Document passage ▸

▽

Researchers Develop New Tool to Aid in Rare Disease Gene Discovery
A research team has developed a new way to search for genes and gene mutations that may contribute to the development of rare diseases, bypassing some of the challenges typically associated with genetic analyses.
For diseases like amyotrophic lateral sclerosis (ALS) in which genetic factors are thought to contribute, this new approach could help scientists more reliably discover new genetic underpinnings and disease mechanisms.
In ALS, and other diseases like pediatric brain cancer, an estimated “20% of the patients can be explained by [genetic] predisposition to the disease,” Gang Wu, PhD, the director of the St. Jude Center for Applied Bioinformatics and the study’s senior author, said in a press release.
“Our tools will help find the remaining unexplained heritability that can be contributing to those diseases,” Wu added.

△

Saved data entries:

▽

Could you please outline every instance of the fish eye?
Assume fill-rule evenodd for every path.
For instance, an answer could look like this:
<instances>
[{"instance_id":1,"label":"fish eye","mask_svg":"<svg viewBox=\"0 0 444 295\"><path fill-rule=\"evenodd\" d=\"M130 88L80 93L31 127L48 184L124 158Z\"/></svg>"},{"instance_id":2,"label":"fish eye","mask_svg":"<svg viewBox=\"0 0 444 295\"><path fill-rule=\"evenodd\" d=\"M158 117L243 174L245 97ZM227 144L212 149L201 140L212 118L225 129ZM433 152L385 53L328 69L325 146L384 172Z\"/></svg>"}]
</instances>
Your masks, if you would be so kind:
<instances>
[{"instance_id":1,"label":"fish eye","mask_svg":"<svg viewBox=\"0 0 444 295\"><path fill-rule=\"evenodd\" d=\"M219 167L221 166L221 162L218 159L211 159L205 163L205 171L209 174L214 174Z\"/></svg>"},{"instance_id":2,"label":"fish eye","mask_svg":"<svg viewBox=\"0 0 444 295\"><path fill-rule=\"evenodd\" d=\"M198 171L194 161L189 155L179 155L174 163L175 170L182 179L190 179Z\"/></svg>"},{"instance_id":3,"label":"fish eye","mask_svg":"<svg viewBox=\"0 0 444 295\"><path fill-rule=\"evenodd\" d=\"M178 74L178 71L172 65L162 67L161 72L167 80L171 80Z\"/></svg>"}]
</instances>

△

Problem set ▸
[a] In the article on the rare disease gene discovery tool, what position does Gang Wu hold?
[b] Summarize the article on the new gene discovery tool in two sentences.

Exercise results ▸
[a] He is the director of the St. Jude Center for Applied Bioinformatics and the study's senior author.

[b] A research team has developed a new way to search for genes and gene mutations that may contribute to rare diseases, bypassing some challenges typical of genetic analyses. The study's senior author, Gang Wu, said that in diseases such as ALS and pediatric brain cancer about 20% of patients can be explained by genetic predisposition, and that the tools will help find the remaining unexplained heritability.